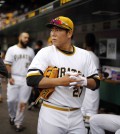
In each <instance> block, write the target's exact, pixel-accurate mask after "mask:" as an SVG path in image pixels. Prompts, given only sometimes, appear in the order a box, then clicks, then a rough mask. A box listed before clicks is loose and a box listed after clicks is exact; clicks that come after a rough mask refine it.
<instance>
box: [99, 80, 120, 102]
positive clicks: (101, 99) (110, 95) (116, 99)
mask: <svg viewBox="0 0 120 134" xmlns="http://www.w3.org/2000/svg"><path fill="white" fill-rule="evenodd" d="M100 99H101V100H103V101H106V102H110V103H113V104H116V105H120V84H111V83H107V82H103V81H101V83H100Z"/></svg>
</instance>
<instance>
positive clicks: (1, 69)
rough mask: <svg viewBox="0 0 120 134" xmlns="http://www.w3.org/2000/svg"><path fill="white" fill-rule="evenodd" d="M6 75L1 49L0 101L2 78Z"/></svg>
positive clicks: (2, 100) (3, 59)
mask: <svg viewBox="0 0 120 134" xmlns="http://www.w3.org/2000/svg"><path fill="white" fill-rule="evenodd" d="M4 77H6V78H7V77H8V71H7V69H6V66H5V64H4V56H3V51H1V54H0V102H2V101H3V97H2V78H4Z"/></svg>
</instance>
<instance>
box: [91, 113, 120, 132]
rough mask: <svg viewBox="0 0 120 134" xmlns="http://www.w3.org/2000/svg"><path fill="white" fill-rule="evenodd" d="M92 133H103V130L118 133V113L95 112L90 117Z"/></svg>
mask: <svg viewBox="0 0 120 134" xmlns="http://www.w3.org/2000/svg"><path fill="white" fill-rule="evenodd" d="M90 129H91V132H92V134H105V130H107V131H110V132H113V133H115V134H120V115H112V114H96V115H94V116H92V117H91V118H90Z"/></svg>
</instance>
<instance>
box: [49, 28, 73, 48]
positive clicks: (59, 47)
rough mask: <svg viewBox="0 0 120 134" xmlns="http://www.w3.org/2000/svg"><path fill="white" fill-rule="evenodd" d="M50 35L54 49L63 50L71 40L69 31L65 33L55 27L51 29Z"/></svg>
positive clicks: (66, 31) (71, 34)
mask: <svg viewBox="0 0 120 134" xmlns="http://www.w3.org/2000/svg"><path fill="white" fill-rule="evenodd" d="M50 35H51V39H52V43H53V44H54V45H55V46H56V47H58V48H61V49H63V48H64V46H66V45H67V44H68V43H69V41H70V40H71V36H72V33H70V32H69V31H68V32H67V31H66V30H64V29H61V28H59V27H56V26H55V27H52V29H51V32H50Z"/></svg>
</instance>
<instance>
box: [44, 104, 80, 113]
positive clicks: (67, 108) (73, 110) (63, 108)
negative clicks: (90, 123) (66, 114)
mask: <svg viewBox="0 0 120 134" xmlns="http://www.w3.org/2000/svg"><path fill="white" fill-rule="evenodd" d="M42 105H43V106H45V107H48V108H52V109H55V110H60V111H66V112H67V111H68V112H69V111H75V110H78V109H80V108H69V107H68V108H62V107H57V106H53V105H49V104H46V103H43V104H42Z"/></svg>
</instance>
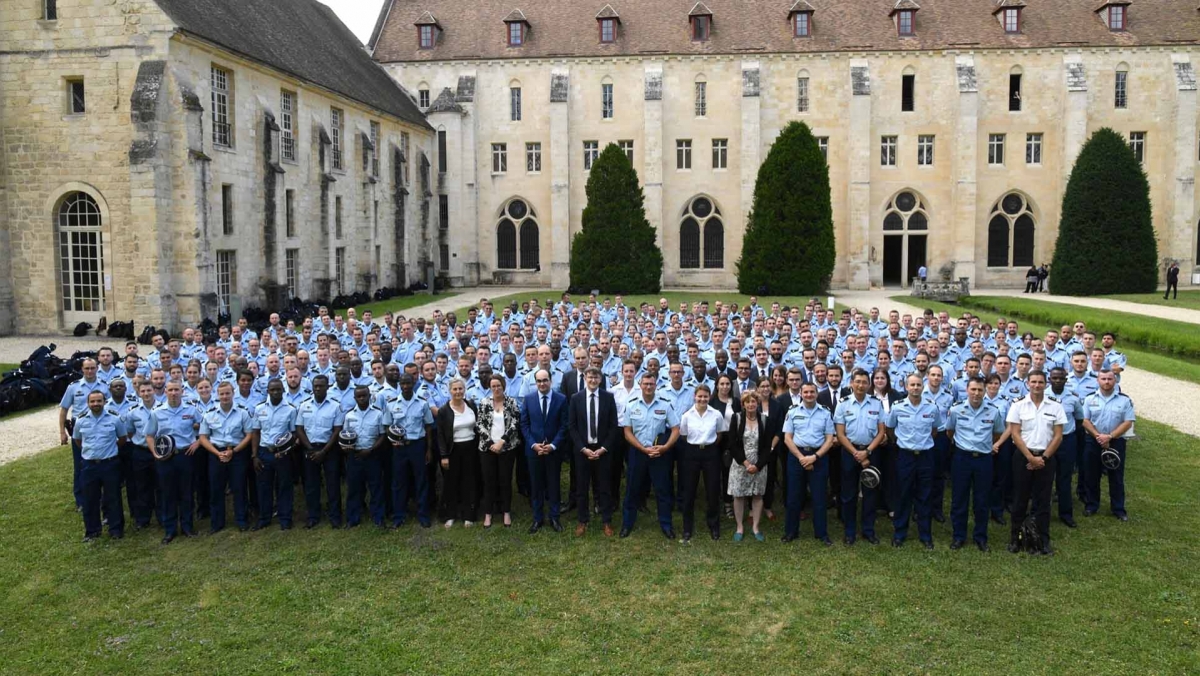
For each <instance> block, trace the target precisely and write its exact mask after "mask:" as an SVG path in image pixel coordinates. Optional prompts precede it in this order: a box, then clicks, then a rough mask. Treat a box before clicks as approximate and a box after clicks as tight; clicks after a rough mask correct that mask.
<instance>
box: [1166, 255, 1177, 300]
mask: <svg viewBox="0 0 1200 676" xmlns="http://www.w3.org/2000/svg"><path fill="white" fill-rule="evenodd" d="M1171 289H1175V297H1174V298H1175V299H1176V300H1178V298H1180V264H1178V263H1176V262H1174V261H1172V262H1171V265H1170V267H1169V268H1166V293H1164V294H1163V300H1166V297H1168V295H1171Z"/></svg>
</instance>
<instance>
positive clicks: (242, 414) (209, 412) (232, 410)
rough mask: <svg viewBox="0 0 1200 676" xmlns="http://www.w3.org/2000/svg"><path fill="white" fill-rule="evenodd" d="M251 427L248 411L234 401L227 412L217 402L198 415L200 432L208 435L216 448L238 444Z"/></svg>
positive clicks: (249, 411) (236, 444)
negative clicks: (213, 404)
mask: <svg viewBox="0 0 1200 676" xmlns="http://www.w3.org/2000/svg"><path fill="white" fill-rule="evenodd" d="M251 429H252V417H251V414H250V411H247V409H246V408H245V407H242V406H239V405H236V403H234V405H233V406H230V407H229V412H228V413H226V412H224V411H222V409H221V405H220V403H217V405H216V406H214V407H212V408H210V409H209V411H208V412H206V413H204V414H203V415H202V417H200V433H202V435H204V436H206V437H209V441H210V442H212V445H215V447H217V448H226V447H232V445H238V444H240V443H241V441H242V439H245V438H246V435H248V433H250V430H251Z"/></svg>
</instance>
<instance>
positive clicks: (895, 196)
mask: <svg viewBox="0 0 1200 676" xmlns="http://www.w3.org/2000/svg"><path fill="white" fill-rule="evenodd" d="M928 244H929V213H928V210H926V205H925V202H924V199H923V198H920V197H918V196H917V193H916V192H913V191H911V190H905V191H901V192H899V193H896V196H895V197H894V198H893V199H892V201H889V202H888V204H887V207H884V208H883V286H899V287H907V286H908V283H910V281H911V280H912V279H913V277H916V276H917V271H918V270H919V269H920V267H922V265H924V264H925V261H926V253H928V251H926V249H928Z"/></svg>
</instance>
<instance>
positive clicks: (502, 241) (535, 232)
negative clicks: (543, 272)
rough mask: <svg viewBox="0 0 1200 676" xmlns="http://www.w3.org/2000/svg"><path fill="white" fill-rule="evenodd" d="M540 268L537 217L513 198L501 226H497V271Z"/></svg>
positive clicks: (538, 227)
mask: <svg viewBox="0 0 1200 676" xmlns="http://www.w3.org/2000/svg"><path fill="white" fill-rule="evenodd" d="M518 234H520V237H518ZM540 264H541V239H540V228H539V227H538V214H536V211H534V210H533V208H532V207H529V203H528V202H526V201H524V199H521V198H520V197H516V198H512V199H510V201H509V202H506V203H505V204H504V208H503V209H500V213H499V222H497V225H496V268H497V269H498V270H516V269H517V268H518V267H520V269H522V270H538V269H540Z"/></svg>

● ● ● ● ● ● ●

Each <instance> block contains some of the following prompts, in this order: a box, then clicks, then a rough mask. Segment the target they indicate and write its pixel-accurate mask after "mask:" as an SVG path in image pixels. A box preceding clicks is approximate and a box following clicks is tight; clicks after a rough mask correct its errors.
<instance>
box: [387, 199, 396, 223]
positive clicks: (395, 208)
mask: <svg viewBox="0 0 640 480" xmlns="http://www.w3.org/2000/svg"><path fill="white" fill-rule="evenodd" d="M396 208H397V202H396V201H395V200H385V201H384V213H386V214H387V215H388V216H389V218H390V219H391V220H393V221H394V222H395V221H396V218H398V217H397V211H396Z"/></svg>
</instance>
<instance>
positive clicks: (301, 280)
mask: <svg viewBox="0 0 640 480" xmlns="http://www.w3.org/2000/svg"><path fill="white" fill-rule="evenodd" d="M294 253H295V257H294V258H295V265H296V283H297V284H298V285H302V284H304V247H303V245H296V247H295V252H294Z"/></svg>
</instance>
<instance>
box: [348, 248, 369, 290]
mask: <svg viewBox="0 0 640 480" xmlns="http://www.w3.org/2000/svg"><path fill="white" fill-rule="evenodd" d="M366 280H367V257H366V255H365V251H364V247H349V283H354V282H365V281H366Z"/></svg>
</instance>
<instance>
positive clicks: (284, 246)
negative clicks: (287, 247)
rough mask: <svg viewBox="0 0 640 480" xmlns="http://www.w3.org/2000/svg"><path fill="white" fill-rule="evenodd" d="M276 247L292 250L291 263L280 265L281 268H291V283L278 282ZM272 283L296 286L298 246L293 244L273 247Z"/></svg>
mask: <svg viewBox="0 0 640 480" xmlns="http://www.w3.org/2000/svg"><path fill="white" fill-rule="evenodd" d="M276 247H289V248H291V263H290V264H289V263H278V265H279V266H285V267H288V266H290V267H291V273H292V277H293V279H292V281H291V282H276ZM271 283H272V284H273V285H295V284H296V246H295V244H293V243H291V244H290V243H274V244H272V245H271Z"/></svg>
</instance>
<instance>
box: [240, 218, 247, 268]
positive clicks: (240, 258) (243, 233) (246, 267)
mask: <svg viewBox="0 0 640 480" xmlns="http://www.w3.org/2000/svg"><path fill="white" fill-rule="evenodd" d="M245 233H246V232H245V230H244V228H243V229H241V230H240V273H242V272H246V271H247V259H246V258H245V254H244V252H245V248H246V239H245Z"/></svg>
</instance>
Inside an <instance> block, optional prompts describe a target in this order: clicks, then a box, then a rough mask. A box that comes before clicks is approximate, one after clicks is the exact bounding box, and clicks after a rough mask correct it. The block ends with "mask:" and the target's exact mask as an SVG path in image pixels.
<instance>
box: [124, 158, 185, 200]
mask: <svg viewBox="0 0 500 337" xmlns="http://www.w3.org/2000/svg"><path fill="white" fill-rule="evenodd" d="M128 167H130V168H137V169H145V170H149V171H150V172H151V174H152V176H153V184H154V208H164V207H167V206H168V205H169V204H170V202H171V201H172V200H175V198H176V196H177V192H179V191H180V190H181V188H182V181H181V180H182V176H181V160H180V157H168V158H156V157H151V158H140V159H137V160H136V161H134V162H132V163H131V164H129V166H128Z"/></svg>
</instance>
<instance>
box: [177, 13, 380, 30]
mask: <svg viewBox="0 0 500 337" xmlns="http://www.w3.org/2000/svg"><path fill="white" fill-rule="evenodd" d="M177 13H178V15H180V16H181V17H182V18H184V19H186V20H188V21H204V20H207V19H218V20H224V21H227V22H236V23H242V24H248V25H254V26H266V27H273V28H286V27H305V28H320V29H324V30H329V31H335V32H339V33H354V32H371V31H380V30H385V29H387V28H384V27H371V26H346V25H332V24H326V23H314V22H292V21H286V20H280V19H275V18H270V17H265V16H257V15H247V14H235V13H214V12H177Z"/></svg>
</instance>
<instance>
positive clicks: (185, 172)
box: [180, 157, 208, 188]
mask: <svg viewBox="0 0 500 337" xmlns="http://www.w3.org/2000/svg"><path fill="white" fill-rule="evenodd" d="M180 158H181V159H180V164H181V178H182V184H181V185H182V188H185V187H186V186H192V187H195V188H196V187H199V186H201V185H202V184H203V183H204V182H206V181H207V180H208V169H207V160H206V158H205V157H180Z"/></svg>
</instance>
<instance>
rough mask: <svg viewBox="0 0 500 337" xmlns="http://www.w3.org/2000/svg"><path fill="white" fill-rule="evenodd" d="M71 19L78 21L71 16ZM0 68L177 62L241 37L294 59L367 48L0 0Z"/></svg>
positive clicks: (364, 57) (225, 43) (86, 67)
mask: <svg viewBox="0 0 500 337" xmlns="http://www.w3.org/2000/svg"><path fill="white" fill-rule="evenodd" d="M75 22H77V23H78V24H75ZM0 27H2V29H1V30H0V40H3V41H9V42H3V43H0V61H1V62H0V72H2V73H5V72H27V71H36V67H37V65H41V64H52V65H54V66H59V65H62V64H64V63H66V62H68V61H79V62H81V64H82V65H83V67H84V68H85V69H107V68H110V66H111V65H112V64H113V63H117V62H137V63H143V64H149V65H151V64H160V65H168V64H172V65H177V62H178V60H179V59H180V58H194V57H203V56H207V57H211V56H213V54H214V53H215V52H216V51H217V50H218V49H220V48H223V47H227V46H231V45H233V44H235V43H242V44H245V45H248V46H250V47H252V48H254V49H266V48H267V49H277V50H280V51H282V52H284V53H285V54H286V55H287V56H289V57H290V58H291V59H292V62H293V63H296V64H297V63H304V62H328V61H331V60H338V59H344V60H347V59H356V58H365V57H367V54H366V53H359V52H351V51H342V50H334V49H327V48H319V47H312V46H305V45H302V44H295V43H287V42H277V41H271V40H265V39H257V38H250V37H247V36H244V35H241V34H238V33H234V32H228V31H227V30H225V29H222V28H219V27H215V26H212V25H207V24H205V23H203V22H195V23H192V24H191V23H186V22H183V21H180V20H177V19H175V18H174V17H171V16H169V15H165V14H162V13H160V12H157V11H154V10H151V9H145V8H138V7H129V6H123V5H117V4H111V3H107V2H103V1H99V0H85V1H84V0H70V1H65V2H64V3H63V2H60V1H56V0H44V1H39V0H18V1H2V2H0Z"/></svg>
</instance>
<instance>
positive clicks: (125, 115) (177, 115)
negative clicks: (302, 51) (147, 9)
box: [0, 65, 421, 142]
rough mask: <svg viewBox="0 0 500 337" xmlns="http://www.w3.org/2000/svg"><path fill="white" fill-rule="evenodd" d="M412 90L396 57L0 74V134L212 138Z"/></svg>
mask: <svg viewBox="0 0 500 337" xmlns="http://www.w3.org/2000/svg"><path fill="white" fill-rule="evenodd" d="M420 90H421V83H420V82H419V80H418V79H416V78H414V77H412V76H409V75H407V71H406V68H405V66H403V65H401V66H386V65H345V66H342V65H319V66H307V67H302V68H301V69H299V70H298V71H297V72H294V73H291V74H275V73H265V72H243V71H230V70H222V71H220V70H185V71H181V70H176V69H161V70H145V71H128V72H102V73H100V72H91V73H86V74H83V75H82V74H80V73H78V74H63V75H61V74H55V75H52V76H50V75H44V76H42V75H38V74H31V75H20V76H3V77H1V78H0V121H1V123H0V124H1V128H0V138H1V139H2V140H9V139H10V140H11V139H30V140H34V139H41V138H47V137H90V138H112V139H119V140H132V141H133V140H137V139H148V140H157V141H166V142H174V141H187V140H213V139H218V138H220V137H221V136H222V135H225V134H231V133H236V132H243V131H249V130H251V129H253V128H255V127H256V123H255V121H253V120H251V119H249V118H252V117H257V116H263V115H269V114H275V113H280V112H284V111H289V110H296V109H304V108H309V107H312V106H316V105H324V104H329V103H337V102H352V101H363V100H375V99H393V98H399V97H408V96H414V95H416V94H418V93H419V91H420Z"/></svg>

● ● ● ● ● ● ●

▶ [GOAL OF THE EXERCISE]: Print the lines from the one containing "In each <instance>" up to and including the one containing "positive clicks: (101, 99)", repeating them exactly.

▶ [RESULT OF THIS EXERCISE]:
In each <instance> block, write the target's exact, pixel-accurate mask after "mask:" as an SVG path in image pixels. Prompts, given only sometimes, appear in the order a box, then clicks, then a rough mask. A box listed before clicks is loose and a box listed after clicks is exact; clicks that come after a rough mask refine it.
<instance>
box: [99, 80, 120, 102]
positive clicks: (101, 99) (110, 95) (116, 99)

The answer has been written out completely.